Available records START

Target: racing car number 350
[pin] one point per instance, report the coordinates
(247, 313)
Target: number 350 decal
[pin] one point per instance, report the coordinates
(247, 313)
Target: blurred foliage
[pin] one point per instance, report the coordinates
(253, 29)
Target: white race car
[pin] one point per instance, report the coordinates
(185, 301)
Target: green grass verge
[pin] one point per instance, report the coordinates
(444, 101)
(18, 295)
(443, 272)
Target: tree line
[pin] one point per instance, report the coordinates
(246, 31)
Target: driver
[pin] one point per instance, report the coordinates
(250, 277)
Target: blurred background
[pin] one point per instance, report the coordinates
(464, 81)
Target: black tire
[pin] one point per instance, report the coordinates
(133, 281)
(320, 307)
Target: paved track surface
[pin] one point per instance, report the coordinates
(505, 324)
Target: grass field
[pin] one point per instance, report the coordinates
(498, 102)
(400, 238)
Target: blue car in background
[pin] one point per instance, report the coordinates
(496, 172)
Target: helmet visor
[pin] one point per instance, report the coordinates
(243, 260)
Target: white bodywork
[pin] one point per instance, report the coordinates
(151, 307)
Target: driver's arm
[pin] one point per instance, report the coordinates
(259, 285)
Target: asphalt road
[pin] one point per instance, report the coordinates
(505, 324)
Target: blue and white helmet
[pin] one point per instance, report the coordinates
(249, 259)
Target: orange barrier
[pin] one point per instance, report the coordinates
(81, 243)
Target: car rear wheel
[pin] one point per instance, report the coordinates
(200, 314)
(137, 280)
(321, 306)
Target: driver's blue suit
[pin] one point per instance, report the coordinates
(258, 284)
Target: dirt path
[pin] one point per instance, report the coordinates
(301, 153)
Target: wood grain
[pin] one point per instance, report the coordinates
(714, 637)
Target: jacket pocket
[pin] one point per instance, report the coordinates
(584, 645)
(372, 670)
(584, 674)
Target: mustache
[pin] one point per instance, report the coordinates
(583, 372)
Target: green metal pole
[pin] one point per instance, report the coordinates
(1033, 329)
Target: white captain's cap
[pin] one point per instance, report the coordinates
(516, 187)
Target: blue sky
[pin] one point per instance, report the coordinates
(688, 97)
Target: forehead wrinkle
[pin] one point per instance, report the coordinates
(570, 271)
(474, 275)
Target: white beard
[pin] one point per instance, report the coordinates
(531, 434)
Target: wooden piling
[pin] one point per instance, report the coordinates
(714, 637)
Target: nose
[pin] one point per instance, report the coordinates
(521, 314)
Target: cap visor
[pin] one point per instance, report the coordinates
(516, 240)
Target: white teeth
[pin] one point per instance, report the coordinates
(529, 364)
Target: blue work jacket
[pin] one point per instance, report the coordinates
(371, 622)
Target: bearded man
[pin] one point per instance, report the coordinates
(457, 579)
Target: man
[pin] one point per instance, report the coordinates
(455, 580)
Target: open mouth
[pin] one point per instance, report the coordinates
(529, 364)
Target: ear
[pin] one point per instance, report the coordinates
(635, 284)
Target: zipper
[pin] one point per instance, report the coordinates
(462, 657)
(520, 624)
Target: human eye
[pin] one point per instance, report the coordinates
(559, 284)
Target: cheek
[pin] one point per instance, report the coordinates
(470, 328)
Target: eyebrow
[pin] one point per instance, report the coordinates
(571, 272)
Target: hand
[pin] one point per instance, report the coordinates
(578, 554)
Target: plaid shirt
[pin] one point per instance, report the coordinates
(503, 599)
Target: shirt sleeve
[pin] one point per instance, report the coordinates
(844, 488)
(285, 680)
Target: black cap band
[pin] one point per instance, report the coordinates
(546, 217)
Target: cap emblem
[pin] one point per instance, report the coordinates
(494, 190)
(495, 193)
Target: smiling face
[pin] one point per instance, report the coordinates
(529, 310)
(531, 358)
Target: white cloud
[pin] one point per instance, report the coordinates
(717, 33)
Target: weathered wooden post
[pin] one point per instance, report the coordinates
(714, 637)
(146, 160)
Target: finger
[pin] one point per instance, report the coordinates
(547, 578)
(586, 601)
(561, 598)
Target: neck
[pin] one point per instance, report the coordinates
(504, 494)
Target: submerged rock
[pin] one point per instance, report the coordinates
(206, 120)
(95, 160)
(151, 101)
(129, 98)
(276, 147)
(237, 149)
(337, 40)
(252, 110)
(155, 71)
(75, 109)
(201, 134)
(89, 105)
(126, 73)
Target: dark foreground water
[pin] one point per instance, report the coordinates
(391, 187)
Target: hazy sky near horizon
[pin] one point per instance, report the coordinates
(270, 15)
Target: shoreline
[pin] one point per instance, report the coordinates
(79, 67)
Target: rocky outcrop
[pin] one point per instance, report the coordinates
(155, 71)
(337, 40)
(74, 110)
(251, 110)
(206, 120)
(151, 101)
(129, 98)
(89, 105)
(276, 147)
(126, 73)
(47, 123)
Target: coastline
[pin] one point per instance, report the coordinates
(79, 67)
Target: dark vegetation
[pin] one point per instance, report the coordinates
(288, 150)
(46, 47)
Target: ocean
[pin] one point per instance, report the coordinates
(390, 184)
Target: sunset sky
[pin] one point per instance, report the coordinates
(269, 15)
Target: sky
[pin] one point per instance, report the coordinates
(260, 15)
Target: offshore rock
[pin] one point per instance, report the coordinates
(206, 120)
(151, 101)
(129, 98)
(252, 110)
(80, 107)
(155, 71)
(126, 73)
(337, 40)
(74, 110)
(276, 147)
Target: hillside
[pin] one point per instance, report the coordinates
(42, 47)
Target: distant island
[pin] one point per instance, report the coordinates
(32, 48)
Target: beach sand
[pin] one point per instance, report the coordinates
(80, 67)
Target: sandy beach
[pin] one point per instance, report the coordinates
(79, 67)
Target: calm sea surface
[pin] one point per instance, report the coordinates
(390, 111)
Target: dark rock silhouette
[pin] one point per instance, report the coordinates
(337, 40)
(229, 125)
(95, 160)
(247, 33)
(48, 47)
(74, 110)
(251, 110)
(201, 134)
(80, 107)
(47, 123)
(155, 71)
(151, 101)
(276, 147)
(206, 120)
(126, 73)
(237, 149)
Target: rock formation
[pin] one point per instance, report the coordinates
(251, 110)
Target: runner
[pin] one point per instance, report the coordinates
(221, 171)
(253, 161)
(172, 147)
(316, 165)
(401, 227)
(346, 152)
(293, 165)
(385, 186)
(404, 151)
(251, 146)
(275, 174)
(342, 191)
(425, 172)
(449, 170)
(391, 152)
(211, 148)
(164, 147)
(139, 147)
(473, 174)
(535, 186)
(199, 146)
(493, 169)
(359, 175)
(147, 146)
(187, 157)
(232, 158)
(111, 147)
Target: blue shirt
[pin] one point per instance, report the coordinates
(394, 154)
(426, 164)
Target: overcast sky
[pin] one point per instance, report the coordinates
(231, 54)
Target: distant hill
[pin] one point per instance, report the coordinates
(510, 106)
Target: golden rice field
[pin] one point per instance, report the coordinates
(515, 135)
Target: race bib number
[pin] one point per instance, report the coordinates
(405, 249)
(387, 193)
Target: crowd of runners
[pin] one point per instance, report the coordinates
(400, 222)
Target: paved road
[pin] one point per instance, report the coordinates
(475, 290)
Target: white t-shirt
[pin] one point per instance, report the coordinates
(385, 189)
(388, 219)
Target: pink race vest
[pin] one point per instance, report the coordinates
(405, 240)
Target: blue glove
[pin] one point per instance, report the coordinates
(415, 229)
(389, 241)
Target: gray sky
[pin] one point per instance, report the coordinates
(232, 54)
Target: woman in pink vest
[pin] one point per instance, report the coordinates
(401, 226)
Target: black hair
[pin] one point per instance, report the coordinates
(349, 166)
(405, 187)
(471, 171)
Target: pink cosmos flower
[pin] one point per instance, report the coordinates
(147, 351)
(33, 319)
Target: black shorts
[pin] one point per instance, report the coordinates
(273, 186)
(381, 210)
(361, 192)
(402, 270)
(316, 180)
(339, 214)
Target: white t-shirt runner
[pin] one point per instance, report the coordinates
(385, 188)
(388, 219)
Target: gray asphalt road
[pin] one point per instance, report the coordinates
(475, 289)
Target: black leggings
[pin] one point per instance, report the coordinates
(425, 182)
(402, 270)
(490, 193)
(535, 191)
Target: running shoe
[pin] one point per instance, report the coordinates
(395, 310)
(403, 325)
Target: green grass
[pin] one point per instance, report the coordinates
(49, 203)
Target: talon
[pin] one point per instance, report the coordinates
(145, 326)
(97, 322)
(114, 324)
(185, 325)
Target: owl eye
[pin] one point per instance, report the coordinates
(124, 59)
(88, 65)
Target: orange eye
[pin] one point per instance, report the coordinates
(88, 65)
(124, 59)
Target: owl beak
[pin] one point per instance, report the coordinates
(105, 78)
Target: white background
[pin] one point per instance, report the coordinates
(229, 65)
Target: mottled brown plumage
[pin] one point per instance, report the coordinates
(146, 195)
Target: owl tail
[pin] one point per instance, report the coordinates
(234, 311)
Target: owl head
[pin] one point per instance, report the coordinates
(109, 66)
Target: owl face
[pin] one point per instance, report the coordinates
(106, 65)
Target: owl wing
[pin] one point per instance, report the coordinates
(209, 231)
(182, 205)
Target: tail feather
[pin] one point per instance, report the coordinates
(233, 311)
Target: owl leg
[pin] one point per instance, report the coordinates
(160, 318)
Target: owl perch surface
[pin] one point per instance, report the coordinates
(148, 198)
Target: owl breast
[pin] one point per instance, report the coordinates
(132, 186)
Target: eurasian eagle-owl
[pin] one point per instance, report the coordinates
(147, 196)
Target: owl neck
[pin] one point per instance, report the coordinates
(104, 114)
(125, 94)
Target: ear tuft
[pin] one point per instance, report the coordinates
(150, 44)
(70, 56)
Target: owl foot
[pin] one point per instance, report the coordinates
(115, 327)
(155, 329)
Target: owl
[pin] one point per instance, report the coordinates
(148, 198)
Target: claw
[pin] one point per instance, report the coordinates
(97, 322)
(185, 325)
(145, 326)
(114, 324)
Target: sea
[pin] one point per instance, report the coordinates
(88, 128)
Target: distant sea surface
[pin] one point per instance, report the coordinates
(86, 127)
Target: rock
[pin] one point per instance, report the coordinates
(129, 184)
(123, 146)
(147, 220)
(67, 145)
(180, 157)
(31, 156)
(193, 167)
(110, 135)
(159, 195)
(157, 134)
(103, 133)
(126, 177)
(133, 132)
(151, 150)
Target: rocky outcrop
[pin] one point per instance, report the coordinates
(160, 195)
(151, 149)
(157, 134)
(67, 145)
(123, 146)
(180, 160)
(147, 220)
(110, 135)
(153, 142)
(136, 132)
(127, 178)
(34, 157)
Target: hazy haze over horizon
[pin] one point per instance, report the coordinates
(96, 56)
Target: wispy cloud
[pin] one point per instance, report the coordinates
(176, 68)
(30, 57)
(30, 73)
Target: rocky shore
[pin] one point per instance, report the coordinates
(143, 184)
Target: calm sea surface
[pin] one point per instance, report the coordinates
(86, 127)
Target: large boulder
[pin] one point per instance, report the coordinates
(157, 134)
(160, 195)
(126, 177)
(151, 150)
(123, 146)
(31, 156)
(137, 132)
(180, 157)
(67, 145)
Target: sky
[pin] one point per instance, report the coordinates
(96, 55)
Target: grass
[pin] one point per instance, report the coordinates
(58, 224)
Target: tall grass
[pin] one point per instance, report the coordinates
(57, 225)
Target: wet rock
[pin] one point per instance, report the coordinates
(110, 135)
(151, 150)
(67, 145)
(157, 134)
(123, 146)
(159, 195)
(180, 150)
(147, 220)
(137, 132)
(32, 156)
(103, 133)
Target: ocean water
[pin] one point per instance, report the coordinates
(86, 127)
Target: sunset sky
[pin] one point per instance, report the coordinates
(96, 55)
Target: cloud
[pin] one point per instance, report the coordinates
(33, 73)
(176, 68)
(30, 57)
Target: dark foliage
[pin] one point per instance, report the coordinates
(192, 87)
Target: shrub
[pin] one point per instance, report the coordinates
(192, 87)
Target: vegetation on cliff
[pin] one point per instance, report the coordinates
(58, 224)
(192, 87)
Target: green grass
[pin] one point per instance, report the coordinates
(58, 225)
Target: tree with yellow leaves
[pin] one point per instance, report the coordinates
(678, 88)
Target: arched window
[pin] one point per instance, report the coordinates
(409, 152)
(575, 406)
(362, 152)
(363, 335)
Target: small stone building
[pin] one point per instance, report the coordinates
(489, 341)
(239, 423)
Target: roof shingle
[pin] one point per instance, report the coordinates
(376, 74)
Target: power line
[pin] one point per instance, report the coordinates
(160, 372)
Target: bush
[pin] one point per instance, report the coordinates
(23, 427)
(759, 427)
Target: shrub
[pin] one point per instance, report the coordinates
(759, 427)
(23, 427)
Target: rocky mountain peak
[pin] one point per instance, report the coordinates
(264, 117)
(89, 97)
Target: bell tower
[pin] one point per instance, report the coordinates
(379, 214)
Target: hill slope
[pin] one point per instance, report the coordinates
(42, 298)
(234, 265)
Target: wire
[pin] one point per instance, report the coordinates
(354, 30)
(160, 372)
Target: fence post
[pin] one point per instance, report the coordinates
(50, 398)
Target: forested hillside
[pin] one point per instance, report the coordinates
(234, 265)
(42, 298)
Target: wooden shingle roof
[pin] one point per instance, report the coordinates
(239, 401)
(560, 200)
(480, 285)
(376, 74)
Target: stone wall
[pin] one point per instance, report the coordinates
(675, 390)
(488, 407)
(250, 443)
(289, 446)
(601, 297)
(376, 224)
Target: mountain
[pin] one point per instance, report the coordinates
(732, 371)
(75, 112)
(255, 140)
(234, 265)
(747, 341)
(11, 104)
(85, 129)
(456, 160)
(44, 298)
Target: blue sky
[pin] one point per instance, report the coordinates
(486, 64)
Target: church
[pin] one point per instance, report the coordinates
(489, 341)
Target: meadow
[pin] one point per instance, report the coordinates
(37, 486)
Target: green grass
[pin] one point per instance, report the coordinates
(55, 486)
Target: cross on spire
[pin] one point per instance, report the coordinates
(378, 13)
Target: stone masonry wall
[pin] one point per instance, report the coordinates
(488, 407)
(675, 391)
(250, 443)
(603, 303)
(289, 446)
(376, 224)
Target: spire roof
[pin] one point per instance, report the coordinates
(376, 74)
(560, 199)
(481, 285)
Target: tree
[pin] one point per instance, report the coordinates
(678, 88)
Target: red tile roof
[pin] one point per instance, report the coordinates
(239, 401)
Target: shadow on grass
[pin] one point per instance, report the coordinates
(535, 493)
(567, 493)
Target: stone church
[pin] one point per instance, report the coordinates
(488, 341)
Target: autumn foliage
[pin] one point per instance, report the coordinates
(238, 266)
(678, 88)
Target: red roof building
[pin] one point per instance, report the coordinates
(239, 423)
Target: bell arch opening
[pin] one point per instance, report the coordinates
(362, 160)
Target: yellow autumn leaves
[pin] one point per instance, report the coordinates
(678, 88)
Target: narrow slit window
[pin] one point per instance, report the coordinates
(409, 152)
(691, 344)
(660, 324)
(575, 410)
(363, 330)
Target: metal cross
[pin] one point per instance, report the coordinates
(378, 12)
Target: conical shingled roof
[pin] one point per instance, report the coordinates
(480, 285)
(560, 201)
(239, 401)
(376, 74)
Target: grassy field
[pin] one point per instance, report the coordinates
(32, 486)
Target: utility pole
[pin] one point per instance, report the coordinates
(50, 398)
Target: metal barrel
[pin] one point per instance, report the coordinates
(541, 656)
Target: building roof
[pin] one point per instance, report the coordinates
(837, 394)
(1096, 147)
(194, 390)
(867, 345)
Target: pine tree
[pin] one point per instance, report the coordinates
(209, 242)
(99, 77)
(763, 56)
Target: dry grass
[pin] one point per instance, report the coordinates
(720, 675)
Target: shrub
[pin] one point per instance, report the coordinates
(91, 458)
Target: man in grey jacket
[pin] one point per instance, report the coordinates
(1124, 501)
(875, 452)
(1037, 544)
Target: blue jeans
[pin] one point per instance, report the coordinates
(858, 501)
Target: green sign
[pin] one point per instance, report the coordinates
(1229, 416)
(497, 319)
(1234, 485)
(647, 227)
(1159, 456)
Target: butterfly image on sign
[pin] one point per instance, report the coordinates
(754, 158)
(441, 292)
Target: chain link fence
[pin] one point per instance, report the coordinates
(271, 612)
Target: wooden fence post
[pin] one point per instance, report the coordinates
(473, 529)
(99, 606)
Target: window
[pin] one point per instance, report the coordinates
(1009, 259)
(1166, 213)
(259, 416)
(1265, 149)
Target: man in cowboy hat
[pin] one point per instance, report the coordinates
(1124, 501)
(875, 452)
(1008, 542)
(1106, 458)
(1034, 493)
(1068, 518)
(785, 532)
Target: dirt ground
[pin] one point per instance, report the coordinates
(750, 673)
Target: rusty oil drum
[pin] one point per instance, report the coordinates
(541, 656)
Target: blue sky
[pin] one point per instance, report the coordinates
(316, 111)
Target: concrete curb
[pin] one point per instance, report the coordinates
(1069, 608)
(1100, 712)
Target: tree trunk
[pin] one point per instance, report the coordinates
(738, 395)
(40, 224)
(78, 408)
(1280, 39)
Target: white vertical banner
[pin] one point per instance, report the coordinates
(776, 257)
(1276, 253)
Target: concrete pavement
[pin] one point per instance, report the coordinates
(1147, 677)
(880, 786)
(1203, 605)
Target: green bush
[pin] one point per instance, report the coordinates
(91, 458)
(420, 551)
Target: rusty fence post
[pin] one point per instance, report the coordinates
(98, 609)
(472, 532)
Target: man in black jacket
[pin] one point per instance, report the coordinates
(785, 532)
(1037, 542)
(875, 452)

Available records END

In the entries above, restate word for word the lines between the one holding "Target: distant hill" and the one holding "Target: pink cosmos flower", inclusive, and nothing besides.

> **Solution to this task**
Target: distant hill
[pin] one point per instance, report the coordinates
(510, 106)
Target: golden rice field
[pin] one point per instance, report the coordinates
(515, 135)
Target: race bib number
[pin] one point per instance, report the coordinates
(405, 249)
(387, 193)
Target: crowd of runners
[pin] one point per instance, report the coordinates
(400, 222)
Target: paved road
[pin] one point per instance, report the coordinates
(475, 290)
Target: white t-shirt
[pin] one point per instance, report the coordinates
(385, 189)
(388, 219)
Target: pink race vest
[pin] one point per instance, report the coordinates
(405, 240)
Target: blue glove
[pin] one point per instance, report the coordinates
(415, 229)
(389, 241)
Target: gray sky
[pin] one point per instance, report the coordinates
(232, 54)
Target: woman in pink vest
[pin] one point per instance, report the coordinates
(401, 226)
Target: black hair
[pin] one point per instance, report the coordinates
(349, 166)
(405, 187)
(471, 171)
Target: pink cosmos flower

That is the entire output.